Records contained in a dataset
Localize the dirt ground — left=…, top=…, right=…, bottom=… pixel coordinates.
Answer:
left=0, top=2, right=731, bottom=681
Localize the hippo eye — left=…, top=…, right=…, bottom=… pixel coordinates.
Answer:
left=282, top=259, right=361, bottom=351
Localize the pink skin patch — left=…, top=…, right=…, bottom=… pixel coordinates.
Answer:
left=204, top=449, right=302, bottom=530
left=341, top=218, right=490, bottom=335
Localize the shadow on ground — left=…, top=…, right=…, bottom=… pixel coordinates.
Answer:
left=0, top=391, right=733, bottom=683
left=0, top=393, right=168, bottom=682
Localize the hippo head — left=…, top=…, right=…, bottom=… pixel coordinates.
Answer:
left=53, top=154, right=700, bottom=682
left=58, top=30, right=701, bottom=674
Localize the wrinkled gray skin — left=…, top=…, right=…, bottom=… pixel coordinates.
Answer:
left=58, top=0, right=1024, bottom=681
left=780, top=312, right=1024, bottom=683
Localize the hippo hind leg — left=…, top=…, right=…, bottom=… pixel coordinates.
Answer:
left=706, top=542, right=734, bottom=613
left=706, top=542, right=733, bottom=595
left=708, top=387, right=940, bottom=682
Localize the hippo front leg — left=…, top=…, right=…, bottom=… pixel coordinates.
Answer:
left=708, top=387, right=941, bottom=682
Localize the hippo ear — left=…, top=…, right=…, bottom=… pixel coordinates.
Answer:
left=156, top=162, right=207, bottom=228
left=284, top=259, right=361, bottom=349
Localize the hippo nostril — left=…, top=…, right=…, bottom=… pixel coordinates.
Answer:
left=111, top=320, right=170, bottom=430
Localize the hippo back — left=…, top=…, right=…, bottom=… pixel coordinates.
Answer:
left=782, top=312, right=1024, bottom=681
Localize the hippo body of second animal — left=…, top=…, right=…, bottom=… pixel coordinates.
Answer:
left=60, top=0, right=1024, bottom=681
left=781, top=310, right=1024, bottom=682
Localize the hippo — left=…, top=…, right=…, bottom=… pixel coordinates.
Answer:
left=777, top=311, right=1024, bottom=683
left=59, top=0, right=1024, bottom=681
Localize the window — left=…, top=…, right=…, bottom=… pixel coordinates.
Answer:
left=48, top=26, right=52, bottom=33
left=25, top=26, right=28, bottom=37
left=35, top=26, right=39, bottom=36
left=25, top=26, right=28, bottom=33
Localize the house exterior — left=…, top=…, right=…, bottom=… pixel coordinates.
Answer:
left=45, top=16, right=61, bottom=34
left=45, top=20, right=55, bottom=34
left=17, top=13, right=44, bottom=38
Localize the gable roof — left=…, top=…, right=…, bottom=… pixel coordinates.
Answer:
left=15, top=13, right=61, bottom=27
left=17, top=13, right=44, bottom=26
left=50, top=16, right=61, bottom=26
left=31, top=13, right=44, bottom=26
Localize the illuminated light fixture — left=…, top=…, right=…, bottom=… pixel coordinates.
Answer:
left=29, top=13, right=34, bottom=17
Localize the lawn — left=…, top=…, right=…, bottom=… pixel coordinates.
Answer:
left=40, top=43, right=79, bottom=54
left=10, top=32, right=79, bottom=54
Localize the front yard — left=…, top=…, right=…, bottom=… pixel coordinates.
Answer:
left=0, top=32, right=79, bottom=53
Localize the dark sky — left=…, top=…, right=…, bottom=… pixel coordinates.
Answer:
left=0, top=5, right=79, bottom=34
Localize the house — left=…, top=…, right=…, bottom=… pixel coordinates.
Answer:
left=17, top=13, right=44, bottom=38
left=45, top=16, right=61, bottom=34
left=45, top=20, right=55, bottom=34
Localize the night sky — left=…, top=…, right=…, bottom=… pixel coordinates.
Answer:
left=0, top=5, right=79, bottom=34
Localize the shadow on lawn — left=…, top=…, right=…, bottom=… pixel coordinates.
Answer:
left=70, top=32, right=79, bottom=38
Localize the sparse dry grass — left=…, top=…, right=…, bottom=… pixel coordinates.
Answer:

PROBLEM REQUIREMENTS: Give the lines again, exactly as they stand, from the beginning of the data through the line with "Localize the hippo back".

OUTPUT FOR THIS TASK:
Localize the dirt ground — left=…, top=…, right=…, bottom=… pixel coordinates.
Answer:
left=0, top=2, right=731, bottom=681
Localize the hippo eye — left=…, top=…, right=…, bottom=… pixel coordinates.
Answer:
left=282, top=259, right=361, bottom=351
Localize the pink skin patch — left=…, top=…, right=…, bottom=… pixel coordinates.
Answer:
left=204, top=449, right=302, bottom=530
left=341, top=218, right=490, bottom=335
Localize the shadow on ground — left=…, top=…, right=…, bottom=… pixel coordinates.
Answer:
left=0, top=391, right=733, bottom=683
left=0, top=393, right=168, bottom=682
Localize the hippo head — left=…, top=…, right=…, bottom=… pixel coordinates.
Answer:
left=53, top=154, right=700, bottom=682
left=58, top=30, right=701, bottom=674
Localize the wrinkled gray skin — left=…, top=…, right=…, bottom=… pixel coordinates.
Answer:
left=58, top=0, right=1024, bottom=681
left=780, top=312, right=1024, bottom=683
Localize the hippo hind leg — left=…, top=…, right=…, bottom=… pixel coordinates.
Answer:
left=706, top=542, right=734, bottom=613
left=706, top=542, right=733, bottom=595
left=708, top=387, right=940, bottom=682
Localize the hippo front leg — left=…, top=…, right=…, bottom=… pixel coordinates.
Answer:
left=708, top=387, right=941, bottom=682
Localize the hippo ear — left=…, top=…, right=…, bottom=… pixel coordinates.
Answer:
left=156, top=162, right=207, bottom=228
left=284, top=259, right=361, bottom=349
Localize the hippo nostril — left=…, top=…, right=…, bottom=… pixel coordinates.
Answer:
left=111, top=320, right=170, bottom=430
Localize the hippo back — left=…, top=…, right=…, bottom=… pixel coordinates.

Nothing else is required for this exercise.